PROBLEM TO WORK ON:
Answer these three questions using the cheese-making thread.
1. To what temperature does baileybunch heat milk for vinegar cheese?
2. Which acid went into Trisha's second batch, the one made with herb de provence?
3. For what group will MysticHollowGoats give a vinegar cheese demonstration?

START PAGE TEXT

# Lemon/Vinegar Cheese - anyone around?



## Bilrite Farms (Oct 26, 2007)

I'm finally going to play with some milk today. I've always added the herbs to the cheese after it has drained and kinda stirred up up so it is very smooth. I was wondering if I could add the herbs to this cheese just before adding the lemon juice? Would the herbs be in the curds that way? I don't mind a smooth cheese but I like a bit of texture to mine, just like I like my oatmeal.

Anyone know?

Trisha


----------



## Little Moon (Dec 29, 2007)

Trisha,

I don't know for sure, but wouldn't you loose some of the flavor when the whey drips/drains off? I don't know maybe it wouldn't be enought flavor to miss.

Anne


----------



## Bilrite Farms (Oct 26, 2007)

Thanks Anne. I just tried it, adding the herbs just before the vinegar. It smelled delicious and appears to have worked. At least the pigs will have some tasty whey if it didn't work. I'll report back in.

Trisha


----------



## MysticHollowGoats (Nov 5, 2007)

Please let us know! I will be giving a demonstration for my daughters 4H group on making vinegar cheese and if this works out well it could save a step.


----------



## Gunnie (May 7, 2008)

I just made my first batch today and love it!! My DD(4) couldnt get enough!


----------



## Bilrite Farms (Oct 26, 2007)

I made two batches. 

1st was an herb dip mix that a friend gave me and I used white vinegar. I never measure the vinegar for this cheese, just add a glug or so. It worked very well and like I said it smelled delicious - the pigs were very happy with the whey! The herbs were well distributed in the cheese. I hung it for a short while then put it into a container and salted it. It tasted very good.

2nd I used herb de provence and lemon juice. This has been the favorite blend in the past and I just think it smells just like it should be in goat cheese. I also hung this for a short amount of time so that the cheese was shaped but not hard and then I aslo salted it and added some black pepepr. The herbs were throughout the cheese and I really like how it turned out. DH liked this the best of the two and I think both turned out well. I think I am going to continue to add my herbs before hanging.

I also made 2 batches of strawberry freezer jam... if the cheese and jam weren't so easy I'd say I'm beat from all that cooking... LOL maybe I should make a batch of Rice Krispie bars too :biggrin but it was a fun day!

Trisha


----------



## Little Moon (Dec 29, 2007)

Maybe I should try this - my last few cheese attempts have been dismal. Horrid cottage cheese (supposed to be easy right? - wrong) and then the other two cheeses I have missed a step, or gotten the temps too high or one thing or another. I think the chickens are getting tired of my cheese making :rofl

Anne


----------



## tioga13 (Apr 4, 2008)

I made this a lot last year and never had any problems. Today I kept adding vinegar and absolutely no curds were forming. I finally gave up because I know it is going to be way to acidic. Why didn't the curds seperate? Anyone else ever have this happen? I don't know what to do with the stuff...we don't have any pigs here. Maybe the chickens would take it....


----------



## baileybunch (Oct 26, 2007)

Since no one responded to your question, I will. What was the temperature of your milk? I slowly heat mine to 185 for vinegar cheese. We stir while heating. I have only ever made vinegar cheese. I use it unseasoned as ricotta and have even used it to make a cheesecake (although I still need advice on cheesecake, mine was dry). I season it after hanging. I use Mrs. Dash, salt and garlic. And I only use milk fresh from the goat.


----------

END PAGE TEXT
START EXCERPTED RECORDS

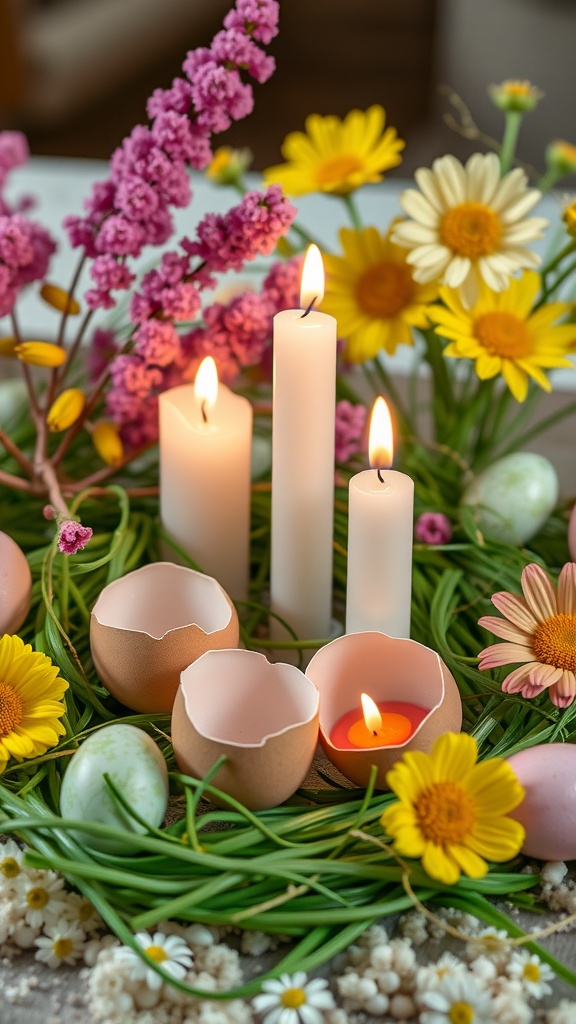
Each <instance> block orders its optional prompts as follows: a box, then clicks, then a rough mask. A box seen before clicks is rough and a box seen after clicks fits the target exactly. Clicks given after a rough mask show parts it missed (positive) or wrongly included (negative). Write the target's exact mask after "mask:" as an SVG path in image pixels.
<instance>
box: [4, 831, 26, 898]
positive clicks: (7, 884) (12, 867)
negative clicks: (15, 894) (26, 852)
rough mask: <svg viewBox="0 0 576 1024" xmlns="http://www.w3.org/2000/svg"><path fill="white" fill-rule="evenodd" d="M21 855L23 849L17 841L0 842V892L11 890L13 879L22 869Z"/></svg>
mask: <svg viewBox="0 0 576 1024" xmlns="http://www.w3.org/2000/svg"><path fill="white" fill-rule="evenodd" d="M23 857H24V850H23V849H22V847H19V846H18V845H17V843H14V841H13V839H8V840H6V841H5V842H3V843H0V889H1V891H2V893H6V892H8V891H11V890H12V889H13V887H14V884H15V880H16V879H17V877H18V876H19V874H22V872H23V871H24V865H23V862H22V861H23Z"/></svg>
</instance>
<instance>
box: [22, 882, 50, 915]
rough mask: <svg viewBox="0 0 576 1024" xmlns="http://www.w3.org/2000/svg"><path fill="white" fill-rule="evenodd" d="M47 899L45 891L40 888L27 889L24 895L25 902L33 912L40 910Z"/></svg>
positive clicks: (49, 897)
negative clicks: (26, 891)
mask: <svg viewBox="0 0 576 1024" xmlns="http://www.w3.org/2000/svg"><path fill="white" fill-rule="evenodd" d="M49 899H50V897H49V895H48V893H47V892H46V890H45V889H41V888H40V886H38V887H36V888H34V889H29V890H28V892H27V894H26V902H27V903H28V905H29V906H30V907H31V908H32V909H33V910H42V909H43V907H45V906H46V903H47V902H48V900H49Z"/></svg>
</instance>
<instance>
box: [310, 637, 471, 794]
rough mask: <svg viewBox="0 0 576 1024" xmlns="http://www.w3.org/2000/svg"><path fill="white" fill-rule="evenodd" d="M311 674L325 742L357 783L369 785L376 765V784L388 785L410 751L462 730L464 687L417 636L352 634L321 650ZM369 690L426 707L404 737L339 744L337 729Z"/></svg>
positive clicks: (369, 692) (413, 704) (369, 690)
mask: <svg viewBox="0 0 576 1024" xmlns="http://www.w3.org/2000/svg"><path fill="white" fill-rule="evenodd" d="M306 675H307V676H308V678H310V679H312V681H313V683H314V684H315V686H316V687H317V688H318V691H319V693H320V741H321V743H322V745H323V748H324V750H325V752H326V756H327V757H328V758H329V760H330V761H331V762H332V763H333V764H334V765H335V766H336V768H338V769H339V770H340V771H341V772H342V774H343V775H345V776H346V777H347V778H349V779H351V780H352V781H353V782H355V783H356V784H357V785H366V783H367V782H368V779H369V778H370V771H371V767H372V765H376V767H377V776H376V785H377V786H378V787H379V788H385V785H386V783H385V776H386V772H387V771H388V769H389V768H392V766H393V764H394V763H395V762H396V761H397V760H398V759H399V758H400V757H402V755H403V754H404V753H405V752H406V751H424V752H425V753H427V752H428V751H429V750H430V748H431V744H433V743H434V741H435V739H436V738H437V737H438V736H440V735H441V734H442V733H443V732H459V731H460V728H461V725H462V705H461V701H460V694H459V692H458V687H457V686H456V683H455V681H454V679H453V677H452V675H451V674H450V672H449V671H448V668H447V667H446V665H445V664H444V662H443V660H442V659H441V658H440V657H439V656H438V654H437V653H436V651H434V650H430V649H429V647H424V646H423V645H422V644H419V643H416V641H415V640H407V639H400V638H395V637H389V636H386V634H385V633H379V632H376V631H370V632H363V633H348V634H346V635H345V636H343V637H339V638H338V639H337V640H333V641H332V643H329V644H327V645H326V646H325V647H323V648H322V649H321V650H319V651H318V653H317V654H315V656H314V657H313V659H312V662H311V663H310V665H308V667H307V669H306ZM363 692H364V693H368V694H369V695H370V696H371V697H372V698H373V699H374V700H375V701H376V703H380V701H382V702H387V701H395V702H396V701H400V702H402V703H403V705H411V706H412V707H413V708H414V709H415V714H416V710H417V709H422V710H423V714H422V715H421V717H420V720H419V723H418V724H416V725H415V727H414V730H413V731H412V732H411V734H410V736H409V737H408V738H407V739H406V740H405V741H404V742H400V743H395V744H392V745H381V746H377V748H368V749H365V748H357V749H354V748H353V746H352V745H351V744H349V743H346V744H345V745H341V746H340V745H336V743H335V741H334V728H335V726H336V724H337V723H338V722H339V721H340V719H341V718H342V716H343V715H344V714H346V713H347V712H349V711H351V710H354V712H355V715H356V717H357V718H358V717H359V716H360V708H361V694H362V693H363ZM336 738H338V736H337V735H336Z"/></svg>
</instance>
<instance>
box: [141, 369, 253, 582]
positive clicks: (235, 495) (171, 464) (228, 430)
mask: <svg viewBox="0 0 576 1024" xmlns="http://www.w3.org/2000/svg"><path fill="white" fill-rule="evenodd" d="M159 407H160V410H159V411H160V516H161V519H162V525H163V526H164V529H165V530H166V532H167V534H168V536H169V537H170V538H171V539H172V540H173V541H175V543H176V544H178V545H179V546H180V547H181V548H182V549H183V550H184V551H186V552H187V554H189V555H190V556H191V558H193V559H194V561H195V562H196V563H197V564H198V565H199V566H200V568H201V569H202V570H203V571H204V572H207V573H208V575H211V577H213V578H214V579H215V580H217V581H218V583H219V584H220V585H221V586H222V587H223V588H224V590H225V591H227V592H228V593H229V594H230V596H231V597H232V598H233V599H235V600H243V599H245V598H246V597H247V594H248V572H249V539H250V445H251V437H252V407H251V404H250V402H249V401H248V400H247V399H246V398H244V397H242V396H241V395H238V394H235V393H234V392H233V391H231V390H230V388H228V387H225V386H224V385H222V384H218V377H217V373H216V366H215V362H214V360H213V359H212V357H211V356H208V357H207V358H206V359H204V360H203V361H202V364H201V365H200V368H199V370H198V373H197V376H196V381H195V383H194V385H192V384H182V385H180V386H179V387H174V388H171V389H170V390H168V391H164V392H163V393H162V394H161V395H160V398H159ZM167 554H168V557H170V558H171V560H172V561H176V558H175V557H174V552H173V551H172V550H171V549H169V551H168V552H167Z"/></svg>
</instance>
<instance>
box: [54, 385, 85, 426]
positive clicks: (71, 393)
mask: <svg viewBox="0 0 576 1024" xmlns="http://www.w3.org/2000/svg"><path fill="white" fill-rule="evenodd" d="M85 404H86V398H85V396H84V392H83V391H82V390H81V388H79V387H71V388H68V390H67V391H63V392H61V394H59V395H58V396H57V398H56V399H55V401H53V402H52V404H51V406H50V409H49V411H48V415H47V417H46V423H47V424H48V429H49V430H51V431H52V433H57V431H58V430H68V428H69V427H71V426H72V424H73V423H76V421H77V419H78V417H79V416H80V414H81V413H82V411H83V409H84V406H85Z"/></svg>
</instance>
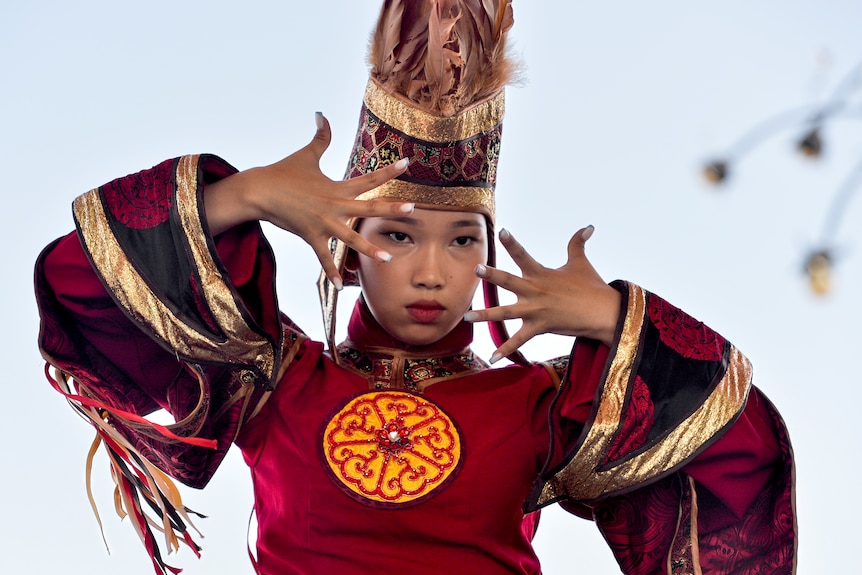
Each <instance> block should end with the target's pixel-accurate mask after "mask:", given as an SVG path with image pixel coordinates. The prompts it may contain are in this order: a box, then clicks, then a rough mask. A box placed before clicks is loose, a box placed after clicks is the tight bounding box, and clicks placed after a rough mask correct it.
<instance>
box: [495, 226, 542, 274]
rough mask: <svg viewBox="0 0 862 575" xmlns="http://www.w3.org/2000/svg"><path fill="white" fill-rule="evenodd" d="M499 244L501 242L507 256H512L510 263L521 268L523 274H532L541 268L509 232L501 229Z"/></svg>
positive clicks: (530, 255) (538, 262) (514, 237)
mask: <svg viewBox="0 0 862 575" xmlns="http://www.w3.org/2000/svg"><path fill="white" fill-rule="evenodd" d="M500 242H502V244H503V247H504V248H506V251H507V252H509V255H510V256H512V261H514V262H515V264H516V265H517V266H518V267H519V268H521V270H522V271H524V272H532V271H535V270H538V269H541V268H542V265H541V264H540V263H539V262H537V261H536V260H534V259H533V256H531V255H530V254H529V253H527V250H525V249H524V246H522V245H521V244H520V243H518V240H516V239H515V237H514V236H513V235H512V234H511V233H510V232H509V230H507V229H505V228H503V229H502V230H500Z"/></svg>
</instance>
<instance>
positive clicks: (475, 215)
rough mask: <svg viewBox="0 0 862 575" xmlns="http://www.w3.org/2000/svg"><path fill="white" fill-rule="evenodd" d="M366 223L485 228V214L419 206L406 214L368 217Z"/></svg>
mask: <svg viewBox="0 0 862 575" xmlns="http://www.w3.org/2000/svg"><path fill="white" fill-rule="evenodd" d="M365 223H398V224H401V225H405V226H410V227H415V228H428V229H449V228H468V227H479V228H482V229H484V228H485V227H486V224H485V216H483V215H482V214H477V213H475V212H455V211H448V210H428V209H420V208H417V209H415V210H414V211H413V213H411V214H408V215H405V216H394V217H385V218H384V217H380V218H366V219H365V220H364V221H363V224H365Z"/></svg>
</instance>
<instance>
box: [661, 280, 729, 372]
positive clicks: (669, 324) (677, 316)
mask: <svg viewBox="0 0 862 575" xmlns="http://www.w3.org/2000/svg"><path fill="white" fill-rule="evenodd" d="M647 309H648V313H649V318H650V321H652V323H653V325H655V326H656V328H657V329H658V332H659V338H660V339H661V341H662V343H664V344H665V345H666V346H668V347H669V348H671V349H672V350H674V351H675V352H677V353H678V354H680V355H681V356H683V357H686V358H690V359H701V360H706V361H720V360H721V358H722V357H723V355H724V344H725V339H724V338H723V337H722V336H721V335H720V334H718V333H716V332H714V331H713V330H712V329H710V328H709V327H708V326H706V325H705V324H703V323H702V322H699V321H697V320H696V319H694V318H693V317H691V316H690V315H688V314H687V313H685V312H683V311H682V310H680V309H679V308H677V307H675V306H673V305H672V304H669V303H668V302H666V301H665V300H663V299H662V298H660V297H658V296H656V295H654V294H650V296H649V300H648V302H647Z"/></svg>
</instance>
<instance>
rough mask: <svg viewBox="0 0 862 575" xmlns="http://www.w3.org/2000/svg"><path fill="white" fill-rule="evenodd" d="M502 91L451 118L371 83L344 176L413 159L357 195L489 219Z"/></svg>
mask: <svg viewBox="0 0 862 575" xmlns="http://www.w3.org/2000/svg"><path fill="white" fill-rule="evenodd" d="M503 111H504V94H503V92H502V91H500V92H499V93H498V94H497V95H496V96H494V97H493V98H491V99H489V100H486V101H485V102H481V103H478V104H476V105H474V106H472V107H471V108H469V109H467V110H464V111H462V112H461V113H460V114H458V115H457V116H454V117H439V116H434V115H432V114H429V113H427V112H424V111H422V110H419V109H417V108H415V107H413V106H411V105H410V104H408V103H406V102H404V101H403V100H402V99H400V98H398V97H396V96H393V95H390V94H387V93H386V92H385V91H384V90H383V89H382V88H381V87H380V86H378V85H377V83H376V82H375V81H374V80H370V81H369V82H368V88H367V89H366V91H365V99H364V104H363V106H362V113H361V119H360V123H359V130H358V131H357V134H356V142H355V144H354V148H353V153H352V155H351V157H350V161H349V165H348V167H347V173H346V174H345V179H350V178H355V177H357V176H361V175H363V174H367V173H368V172H371V171H373V170H376V169H377V168H379V167H382V166H385V165H388V164H390V163H393V162H396V161H398V160H399V159H401V158H405V157H406V158H410V166H409V167H408V169H407V171H406V172H405V173H404V174H402V175H401V176H399V177H398V178H397V179H395V180H391V181H389V182H386V183H385V184H383V185H382V186H379V187H377V188H375V189H373V190H371V191H368V192H366V193H364V194H362V195H361V196H359V198H358V199H362V200H370V199H380V198H386V199H392V200H397V201H409V202H415V203H416V204H417V206H418V207H420V208H421V207H429V208H436V209H454V210H459V211H471V212H479V213H482V214H485V215H486V216H488V218H489V220H490V221H492V222H493V220H494V185H495V184H496V180H497V161H498V159H499V157H500V137H501V133H502V127H503V124H502V121H503Z"/></svg>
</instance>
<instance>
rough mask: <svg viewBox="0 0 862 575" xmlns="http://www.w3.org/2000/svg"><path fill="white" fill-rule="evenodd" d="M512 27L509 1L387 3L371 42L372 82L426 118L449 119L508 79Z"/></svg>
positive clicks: (509, 66)
mask: <svg viewBox="0 0 862 575" xmlns="http://www.w3.org/2000/svg"><path fill="white" fill-rule="evenodd" d="M513 23H514V18H513V16H512V6H511V0H418V1H416V0H387V1H386V2H385V3H384V5H383V8H382V10H381V12H380V19H379V20H378V22H377V28H376V30H375V32H374V36H373V38H372V39H371V49H370V55H369V61H370V62H369V63H370V64H371V78H372V79H373V80H374V81H376V82H377V84H378V85H379V86H380V87H381V88H383V90H384V91H386V92H387V93H389V94H391V95H396V96H400V97H401V98H405V99H407V100H408V101H409V102H410V103H411V104H412V105H413V106H415V107H417V108H419V109H421V110H423V111H425V112H428V113H429V114H434V115H436V116H443V117H450V116H454V115H456V114H458V113H460V112H462V111H463V110H465V109H467V108H469V107H471V106H474V105H476V104H479V103H481V102H483V101H485V100H487V99H488V98H491V97H493V96H494V95H495V94H497V93H498V92H499V91H500V90H502V89H503V87H504V86H505V85H506V83H507V82H508V81H509V80H510V79H511V77H512V75H513V70H514V66H513V65H512V63H511V62H510V61H509V60H508V59H507V58H506V35H507V33H508V31H509V29H510V28H511V27H512V24H513Z"/></svg>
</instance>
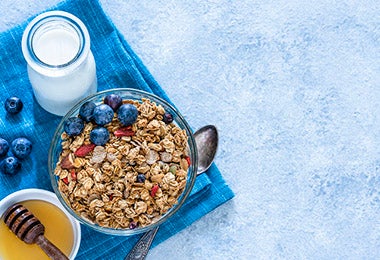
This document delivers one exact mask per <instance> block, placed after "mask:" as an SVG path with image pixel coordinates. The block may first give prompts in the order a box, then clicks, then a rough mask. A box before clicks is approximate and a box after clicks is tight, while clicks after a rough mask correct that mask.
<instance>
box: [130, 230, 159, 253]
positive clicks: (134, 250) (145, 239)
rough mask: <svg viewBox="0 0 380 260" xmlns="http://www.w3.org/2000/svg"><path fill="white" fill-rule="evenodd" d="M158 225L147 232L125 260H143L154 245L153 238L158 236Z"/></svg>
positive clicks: (145, 233) (134, 246) (146, 232)
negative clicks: (154, 227)
mask: <svg viewBox="0 0 380 260" xmlns="http://www.w3.org/2000/svg"><path fill="white" fill-rule="evenodd" d="M158 228H159V226H158V227H156V228H154V229H152V230H150V231H148V232H146V233H145V234H144V235H143V236H142V237H141V238H140V240H139V241H137V243H136V245H135V246H134V247H133V248H132V250H131V251H130V252H129V254H128V255H127V256H126V257H125V259H124V260H143V259H145V257H146V255H147V254H148V252H149V248H150V246H151V245H152V242H153V239H154V237H155V236H156V233H157V231H158Z"/></svg>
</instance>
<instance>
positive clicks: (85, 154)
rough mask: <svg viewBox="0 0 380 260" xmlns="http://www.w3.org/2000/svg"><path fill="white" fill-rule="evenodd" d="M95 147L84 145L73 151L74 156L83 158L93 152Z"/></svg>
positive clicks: (92, 145)
mask: <svg viewBox="0 0 380 260" xmlns="http://www.w3.org/2000/svg"><path fill="white" fill-rule="evenodd" d="M95 146H96V145H95V144H84V145H82V146H81V147H79V148H78V149H77V150H76V151H75V153H74V155H75V156H78V157H85V156H86V155H87V154H89V153H90V152H92V151H93V150H94V148H95Z"/></svg>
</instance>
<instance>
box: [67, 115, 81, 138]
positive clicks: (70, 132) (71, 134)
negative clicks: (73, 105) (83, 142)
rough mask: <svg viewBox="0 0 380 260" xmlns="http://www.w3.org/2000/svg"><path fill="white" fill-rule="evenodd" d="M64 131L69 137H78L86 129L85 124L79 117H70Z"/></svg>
mask: <svg viewBox="0 0 380 260" xmlns="http://www.w3.org/2000/svg"><path fill="white" fill-rule="evenodd" d="M63 129H64V130H65V132H66V134H68V135H69V136H77V135H80V134H81V133H82V131H83V129H84V122H83V120H82V119H81V118H79V117H76V116H75V117H70V118H68V119H67V120H66V121H65V123H64V125H63Z"/></svg>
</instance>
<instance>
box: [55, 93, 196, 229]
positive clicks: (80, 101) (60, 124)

END EXCERPTED RECORDS

OUTPUT OF THE EXERCISE:
1. 185
2. Lemon juice
3. Her daughter's 4H group